▶ INSTRUCTIONS TO FOLLOW
The listing below should be written out exactly; please include all of it.

>> start

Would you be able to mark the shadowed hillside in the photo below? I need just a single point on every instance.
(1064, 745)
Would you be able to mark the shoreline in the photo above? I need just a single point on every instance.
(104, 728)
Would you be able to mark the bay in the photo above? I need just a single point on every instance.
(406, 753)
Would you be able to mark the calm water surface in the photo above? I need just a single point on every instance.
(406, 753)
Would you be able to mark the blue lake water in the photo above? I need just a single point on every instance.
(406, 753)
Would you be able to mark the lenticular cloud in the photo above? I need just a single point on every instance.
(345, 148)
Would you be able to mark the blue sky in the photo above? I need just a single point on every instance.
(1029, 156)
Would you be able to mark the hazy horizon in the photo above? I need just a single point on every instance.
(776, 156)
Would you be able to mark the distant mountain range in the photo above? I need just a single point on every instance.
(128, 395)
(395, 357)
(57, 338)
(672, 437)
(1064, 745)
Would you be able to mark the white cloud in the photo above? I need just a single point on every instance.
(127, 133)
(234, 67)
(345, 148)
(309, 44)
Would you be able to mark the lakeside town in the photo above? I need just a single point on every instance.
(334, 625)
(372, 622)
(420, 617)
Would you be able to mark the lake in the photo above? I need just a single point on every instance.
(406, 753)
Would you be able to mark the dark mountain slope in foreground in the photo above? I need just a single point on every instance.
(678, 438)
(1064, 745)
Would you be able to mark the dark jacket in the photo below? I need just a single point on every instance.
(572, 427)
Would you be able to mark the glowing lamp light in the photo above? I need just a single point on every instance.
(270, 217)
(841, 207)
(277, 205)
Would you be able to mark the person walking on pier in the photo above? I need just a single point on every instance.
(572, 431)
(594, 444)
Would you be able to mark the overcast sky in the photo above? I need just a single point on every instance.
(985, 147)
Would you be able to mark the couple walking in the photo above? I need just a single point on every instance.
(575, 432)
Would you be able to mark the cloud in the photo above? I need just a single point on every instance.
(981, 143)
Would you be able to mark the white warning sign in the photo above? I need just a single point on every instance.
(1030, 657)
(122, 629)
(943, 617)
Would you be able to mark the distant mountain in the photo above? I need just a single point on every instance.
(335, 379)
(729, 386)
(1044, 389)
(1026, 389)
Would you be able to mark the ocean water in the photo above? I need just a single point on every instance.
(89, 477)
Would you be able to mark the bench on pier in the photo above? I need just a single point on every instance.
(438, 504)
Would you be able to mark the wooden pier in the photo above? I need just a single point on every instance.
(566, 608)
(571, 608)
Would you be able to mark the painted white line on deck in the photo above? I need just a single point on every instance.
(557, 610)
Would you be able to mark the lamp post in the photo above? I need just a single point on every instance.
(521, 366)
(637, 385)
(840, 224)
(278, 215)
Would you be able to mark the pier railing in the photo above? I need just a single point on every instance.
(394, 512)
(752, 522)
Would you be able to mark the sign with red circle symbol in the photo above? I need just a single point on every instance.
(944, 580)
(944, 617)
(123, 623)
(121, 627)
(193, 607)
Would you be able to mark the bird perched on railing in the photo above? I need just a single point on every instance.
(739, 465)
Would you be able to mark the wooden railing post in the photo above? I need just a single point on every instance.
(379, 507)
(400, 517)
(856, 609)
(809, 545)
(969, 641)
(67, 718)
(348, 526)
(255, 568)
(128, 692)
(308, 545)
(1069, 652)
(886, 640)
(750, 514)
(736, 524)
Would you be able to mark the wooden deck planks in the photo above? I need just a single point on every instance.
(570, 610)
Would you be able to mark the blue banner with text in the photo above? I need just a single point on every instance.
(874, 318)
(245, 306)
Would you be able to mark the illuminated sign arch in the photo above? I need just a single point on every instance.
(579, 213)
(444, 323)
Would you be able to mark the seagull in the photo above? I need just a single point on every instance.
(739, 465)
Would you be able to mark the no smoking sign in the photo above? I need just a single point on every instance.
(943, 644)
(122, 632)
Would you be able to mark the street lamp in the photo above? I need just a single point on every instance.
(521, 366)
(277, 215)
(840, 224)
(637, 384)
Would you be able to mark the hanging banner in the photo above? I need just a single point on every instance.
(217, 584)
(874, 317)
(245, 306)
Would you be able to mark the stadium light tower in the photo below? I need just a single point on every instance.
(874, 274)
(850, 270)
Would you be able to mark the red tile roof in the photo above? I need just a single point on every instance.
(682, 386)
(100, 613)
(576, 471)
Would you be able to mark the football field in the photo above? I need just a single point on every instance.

>> end

▶ FINISHED EXERCISE
Would you be able to mark the shadowed hillside in the photo below? I need just a single point on every instance.
(1064, 745)
Would you be able to mark the shoreline in the photo above? I need just a single point on every instance.
(104, 728)
Would you be able to mark the bay in the photo above? I need just a single point on every instance.
(406, 753)
Would you be able to mark the calm water surface in the photo above? I need just a single point on every instance.
(406, 753)
Would you be able to mark the blue lake water in the photo above? I need just a single point on every instance.
(406, 753)
Would you be able to mark the lenticular cloud in the photo above? I need just a single point on every instance.
(345, 148)
Would you be able to mark the blue sky in the photo above? I need just a single point on every instance.
(1029, 156)
Would you be able to mark the hazy horizon in the photo above? I need just a single point on every instance.
(776, 156)
Would you be able to mark the distant mountain range in the photo above? I need just a single point on every instance.
(128, 395)
(395, 357)
(57, 338)
(672, 437)
(1064, 745)
Would you be able to mark the white cloud in the photo above? I need just a single point on every instance.
(127, 133)
(234, 67)
(345, 148)
(309, 44)
Would you be able to mark the lakeside town in the photo above? I need just a single point on every instance.
(334, 625)
(372, 622)
(420, 617)
Would you be able to mark the lake in the photo above? I need just a single point on every instance.
(406, 753)
Would you be able to mark the dark mountain slope in foreground in the photo above? I need just a single point on every instance.
(678, 438)
(1064, 745)
Would you be able to mark the dark jacket in the photo below? I need just a single point on every instance.
(572, 427)
Would you be able to mark the glowing lamp light in the photo above? I need just a single point on every instance.
(270, 217)
(841, 207)
(277, 205)
Would you be able to mark the person walking on pier in the photo above? I need just a single point on every instance.
(572, 431)
(594, 444)
Would you be able to mark the overcast sky in the photo above? I need just a single point on every instance.
(985, 147)
Would you be able to mark the couple walking in the photo above? I need just a single point on every instance.
(575, 432)
Would you be able to mark the cloud in the photo above? I need just a single point on every instance.
(981, 143)
Would you be able to mark the white warning sign in the photo above? I need just a single point on every instance.
(1030, 657)
(122, 629)
(943, 617)
Would you be able to mark the distant mountain in the photo above? I need just a single point on every instance.
(335, 379)
(729, 386)
(1044, 389)
(1026, 389)
Would you be able to mark the ocean water in the photo above? I need just a single point on every instance.
(89, 477)
Would you be able to mark the bench on pier in the photo above? I need just a single point on every instance.
(438, 504)
Would you be able to mark the wooden pier in the photo above? I need just a single point on every instance.
(566, 608)
(571, 608)
Would you be able to mark the painted white line on deck in the photo above? I need just a single point on every instance.
(557, 610)
Would you be able to mark the lamp post in the photo above? I need just a single point on every instance.
(521, 366)
(637, 385)
(840, 224)
(278, 215)
Would you be able to mark the pier railing in the photo above? I need just a single point on every instance.
(394, 512)
(752, 522)
Would you be able to mark the sign with red circle symbol in the photo above? I need just a single point on every instance.
(944, 580)
(944, 617)
(123, 623)
(121, 627)
(193, 607)
Would you be able to mark the bird perched on railing in the photo above? I need just a single point on every instance.
(739, 465)
Would you be able to mark the wooden railing post in the photo above? I need just a single point on every instance.
(379, 507)
(400, 517)
(856, 609)
(809, 545)
(969, 641)
(67, 718)
(348, 526)
(255, 568)
(128, 692)
(308, 545)
(1069, 652)
(886, 640)
(750, 514)
(736, 524)
Would you be able to mark the wooden deck planks in the photo above? I need just a single point on every instance.
(570, 610)
Would you be able to mark the blue banner with text in the photo above? I need just a single point on every instance.
(874, 318)
(245, 306)
Would you be able to mark the illuminated sign arch in the photo above? I need just a single point on every instance.
(579, 213)
(444, 323)
Would you be able to mark the seagull in the photo above? I need just a single point on every instance.
(739, 465)
Would you be able to mark the no smoking sign in the photo above? I need just a single point on every instance.
(943, 644)
(122, 632)
Would you be able to mark the street lamp in the photo above? I need just a single point on every instance.
(521, 366)
(277, 215)
(840, 224)
(637, 384)
Would you be able to mark the hanging banner in the photo above? I need just a single point on every instance.
(217, 584)
(874, 317)
(245, 306)
Would you be able to mark the stadium light tower in the photo below? I need just a single point on every instance.
(874, 274)
(850, 270)
Would you be able to mark the red tile roof in the photo above? I need just a single point on every instance.
(682, 386)
(100, 613)
(576, 471)
Would you be able to mark the football field in the photo above? I need just a single point on every instance.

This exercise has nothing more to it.